**Aim of the exercise**. Rewrite every row below with each "tight rectangle" changed to "close-fitting rectangle", keeping all other text the same.

## Begin Recorded information

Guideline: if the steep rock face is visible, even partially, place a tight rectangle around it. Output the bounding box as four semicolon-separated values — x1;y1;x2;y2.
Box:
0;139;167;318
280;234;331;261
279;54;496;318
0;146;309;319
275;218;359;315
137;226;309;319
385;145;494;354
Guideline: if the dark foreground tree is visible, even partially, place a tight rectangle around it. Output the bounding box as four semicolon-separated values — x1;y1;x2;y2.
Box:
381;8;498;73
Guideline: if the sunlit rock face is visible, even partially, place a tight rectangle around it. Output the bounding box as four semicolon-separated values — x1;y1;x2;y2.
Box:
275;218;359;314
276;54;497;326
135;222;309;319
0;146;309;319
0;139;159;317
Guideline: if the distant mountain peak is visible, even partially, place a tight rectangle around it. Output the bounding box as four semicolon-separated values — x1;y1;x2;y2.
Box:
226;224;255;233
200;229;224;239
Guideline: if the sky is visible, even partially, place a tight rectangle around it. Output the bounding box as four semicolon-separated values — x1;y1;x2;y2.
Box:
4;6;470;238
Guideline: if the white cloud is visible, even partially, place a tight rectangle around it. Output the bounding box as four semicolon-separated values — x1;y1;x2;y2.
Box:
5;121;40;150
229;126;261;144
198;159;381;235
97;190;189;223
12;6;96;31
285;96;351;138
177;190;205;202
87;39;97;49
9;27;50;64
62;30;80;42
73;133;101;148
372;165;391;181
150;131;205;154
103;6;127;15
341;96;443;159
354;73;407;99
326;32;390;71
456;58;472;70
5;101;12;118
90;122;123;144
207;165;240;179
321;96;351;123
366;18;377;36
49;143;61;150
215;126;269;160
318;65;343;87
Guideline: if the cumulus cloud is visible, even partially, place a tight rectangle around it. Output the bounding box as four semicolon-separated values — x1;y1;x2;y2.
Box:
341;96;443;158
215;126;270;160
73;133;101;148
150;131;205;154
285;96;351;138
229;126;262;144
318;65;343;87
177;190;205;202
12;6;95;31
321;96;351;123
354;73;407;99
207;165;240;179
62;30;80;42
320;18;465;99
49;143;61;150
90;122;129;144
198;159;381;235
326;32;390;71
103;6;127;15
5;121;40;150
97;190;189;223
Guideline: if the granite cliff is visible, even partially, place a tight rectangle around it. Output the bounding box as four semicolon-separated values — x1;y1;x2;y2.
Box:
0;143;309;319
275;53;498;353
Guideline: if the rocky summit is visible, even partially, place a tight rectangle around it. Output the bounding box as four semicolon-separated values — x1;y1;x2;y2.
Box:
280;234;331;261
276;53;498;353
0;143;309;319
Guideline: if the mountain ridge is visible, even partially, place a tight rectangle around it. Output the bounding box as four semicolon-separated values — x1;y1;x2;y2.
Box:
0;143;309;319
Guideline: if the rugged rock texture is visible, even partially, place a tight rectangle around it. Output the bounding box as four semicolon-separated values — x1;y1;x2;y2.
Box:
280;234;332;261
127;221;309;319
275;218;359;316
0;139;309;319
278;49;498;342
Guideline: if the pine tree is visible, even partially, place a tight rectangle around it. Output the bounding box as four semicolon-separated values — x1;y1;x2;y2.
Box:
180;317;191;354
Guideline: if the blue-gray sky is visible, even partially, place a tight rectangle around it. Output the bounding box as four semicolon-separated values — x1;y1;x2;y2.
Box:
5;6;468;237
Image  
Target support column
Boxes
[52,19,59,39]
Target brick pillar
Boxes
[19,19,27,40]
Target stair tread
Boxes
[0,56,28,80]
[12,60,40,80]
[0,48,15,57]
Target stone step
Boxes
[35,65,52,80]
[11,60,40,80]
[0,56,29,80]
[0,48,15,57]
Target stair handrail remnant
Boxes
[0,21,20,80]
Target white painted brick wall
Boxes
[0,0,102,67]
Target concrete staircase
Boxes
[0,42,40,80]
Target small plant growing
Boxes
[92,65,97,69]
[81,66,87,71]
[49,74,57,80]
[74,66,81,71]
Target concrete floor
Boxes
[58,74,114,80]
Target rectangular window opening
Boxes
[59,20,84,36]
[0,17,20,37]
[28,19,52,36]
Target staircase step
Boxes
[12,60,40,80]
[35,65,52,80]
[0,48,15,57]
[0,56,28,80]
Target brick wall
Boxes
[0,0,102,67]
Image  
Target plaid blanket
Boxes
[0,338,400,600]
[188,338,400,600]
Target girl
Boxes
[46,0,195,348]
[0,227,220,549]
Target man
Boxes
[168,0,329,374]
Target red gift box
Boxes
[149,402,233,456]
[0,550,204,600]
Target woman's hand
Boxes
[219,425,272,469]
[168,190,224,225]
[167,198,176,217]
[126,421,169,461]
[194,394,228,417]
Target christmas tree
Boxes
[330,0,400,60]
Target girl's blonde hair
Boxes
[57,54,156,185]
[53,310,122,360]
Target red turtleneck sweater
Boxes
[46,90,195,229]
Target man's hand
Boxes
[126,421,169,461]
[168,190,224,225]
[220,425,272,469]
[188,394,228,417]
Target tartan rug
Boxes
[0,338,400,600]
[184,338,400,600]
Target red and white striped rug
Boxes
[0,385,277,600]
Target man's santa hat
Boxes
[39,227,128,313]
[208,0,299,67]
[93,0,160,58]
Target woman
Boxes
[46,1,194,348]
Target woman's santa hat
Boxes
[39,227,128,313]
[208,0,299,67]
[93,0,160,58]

## End Recorded information

**Full response**.
Guideline: if the steep rock face is visible, even partially, place a close-fitting rectangle around it. Output the bounding box as four semicolon-separated values — x1;y1;x2;y2.
Box:
0;139;167;318
280;234;331;261
279;54;496;318
0;146;309;319
275;218;359;315
137;226;309;319
385;145;494;354
Guideline: if the dark foreground tree is visible, even partially, place a close-fitting rectangle around it. Output the bounding box as four semicolon-separated values — x1;y1;x2;y2.
Box:
381;8;498;73
Guideline: if the sunlit rock face is visible, even partially, place a close-fitting rectangle around it. Output the bounding box as four semicolon-separated values — x1;y1;x2;y2.
Box:
275;218;359;314
276;54;497;326
135;222;309;319
0;146;309;319
0;139;159;317
Guideline: if the distant mountain peak is visible, even partially, place a close-fitting rectangle around it. Output the bounding box as four semicolon-separated values — x1;y1;x2;y2.
Box:
226;224;255;233
200;229;224;239
Guideline: if the sky is visible, even partially, place a close-fitting rectangle around it. Output the bounding box as four semicolon-separated values — x1;y1;x2;y2.
Box:
4;6;470;238
Guideline: if the white cloud is visible, even partially, place a close-fitting rectangle around it. Output the bounding box as four semicolon-separated values — x1;y1;x2;y2.
Box:
5;121;40;150
229;126;261;144
198;159;381;235
97;190;189;223
12;6;96;31
285;96;351;138
177;190;205;202
87;39;97;49
9;27;50;64
62;30;80;42
73;133;101;148
372;165;391;181
150;131;205;154
103;6;127;15
341;96;443;159
354;73;407;99
326;32;390;71
456;58;472;70
5;101;12;118
90;122;123;144
207;165;240;179
321;96;351;123
366;18;377;36
49;143;61;150
215;126;269;160
318;65;343;87
Guideline: if the cumulus cloud is visible, even partially, place a close-fitting rectangle around it. Output the bounding box as four semicolon-separated values — x1;y1;x2;y2.
Box:
341;96;443;158
215;126;270;160
73;133;101;148
150;131;205;154
285;96;351;138
229;126;262;144
318;65;343;87
177;190;205;202
12;6;95;31
321;96;351;123
354;73;407;99
207;165;240;179
62;30;80;42
320;18;465;99
49;143;61;150
90;122;129;144
198;159;381;235
326;32;390;71
103;6;127;15
5;121;40;150
97;190;189;223
Guideline: if the granite cliff is visible, even partially, place a close-fitting rectangle around it. Output the bounding box as four semicolon-separated values — x1;y1;x2;y2.
Box:
0;143;309;319
275;53;498;353
Guideline: if the rocky summit is visible, even partially, place a close-fitting rectangle around it. Output the bounding box as four semicolon-separated values — x1;y1;x2;y2.
Box:
280;234;331;261
276;53;498;353
0;143;309;319
Guideline: if the mountain ridge is visible, even partially, place a close-fitting rectangle around it. Output the bounding box as four semicolon-separated values — x1;y1;x2;y2.
Box:
0;143;309;319
Guideline: if the rugged rock texture is visible, even partially, place a close-fitting rectangle around it. Output the bounding box as four semicolon-separated values — x1;y1;x2;y2.
Box:
280;234;332;261
127;221;309;319
275;218;359;316
0;139;309;319
278;49;498;342
Guideline: if the pine tree is visible, even partially, place a close-fitting rectangle around it. Output the bounding box as four semicolon-separated values — x1;y1;x2;y2.
Box:
180;317;191;354
Guideline: if the blue-gray sky is visible, even partially, place a close-fitting rectangle around it. Output the bounding box as four semicolon-separated values — x1;y1;x2;y2.
Box:
5;6;468;237
Image  
Target support column
Boxes
[52,19,59,39]
Target brick pillar
Boxes
[19,19,27,40]
Target stair tread
Boxes
[0,56,28,80]
[12,60,40,80]
[0,48,15,57]
Target stone step
Boxes
[35,65,52,80]
[11,60,40,80]
[0,56,29,80]
[0,48,15,57]
Target stair handrail remnant
Boxes
[0,21,20,80]
Target white painted brick wall
Boxes
[0,0,102,67]
Target concrete staircase
Boxes
[0,42,40,80]
Target small plant growing
Boxes
[92,65,97,69]
[81,66,87,71]
[49,74,57,80]
[74,66,81,71]
Target concrete floor
Boxes
[58,74,114,80]
Target rectangular window opening
Boxes
[59,20,84,36]
[0,17,20,37]
[28,19,52,36]
Target staircase step
Boxes
[12,60,40,80]
[35,65,52,80]
[0,48,15,57]
[0,56,28,80]
Target brick wall
Boxes
[0,0,102,67]
Image  
Target plaid blanket
Boxes
[0,338,400,600]
[188,338,400,600]
Target girl
Boxes
[46,0,195,348]
[0,227,220,549]
Target man
Boxes
[168,0,329,374]
Target red gift box
Boxes
[149,402,233,456]
[0,550,204,600]
Target woman's hand
Boxes
[219,425,272,469]
[168,190,224,225]
[167,198,176,217]
[126,421,169,461]
[194,394,228,417]
Target christmas tree
Boxes
[330,0,400,60]
Target girl's blonde hair
Boxes
[57,54,156,185]
[53,310,122,360]
Target red turtleneck sweater
Boxes
[46,90,195,229]
Target man's hand
Boxes
[126,421,169,461]
[168,190,224,225]
[220,425,272,469]
[188,394,228,417]
Target tartan rug
Boxes
[0,338,400,600]
[184,338,400,600]
Target red and white striped rug
Boxes
[0,385,277,600]
Target man's santa hat
Boxes
[39,227,128,313]
[208,0,299,67]
[93,0,160,58]
Target woman
Boxes
[46,1,194,348]
Target woman's santa hat
Boxes
[39,227,128,313]
[208,0,299,67]
[93,0,160,58]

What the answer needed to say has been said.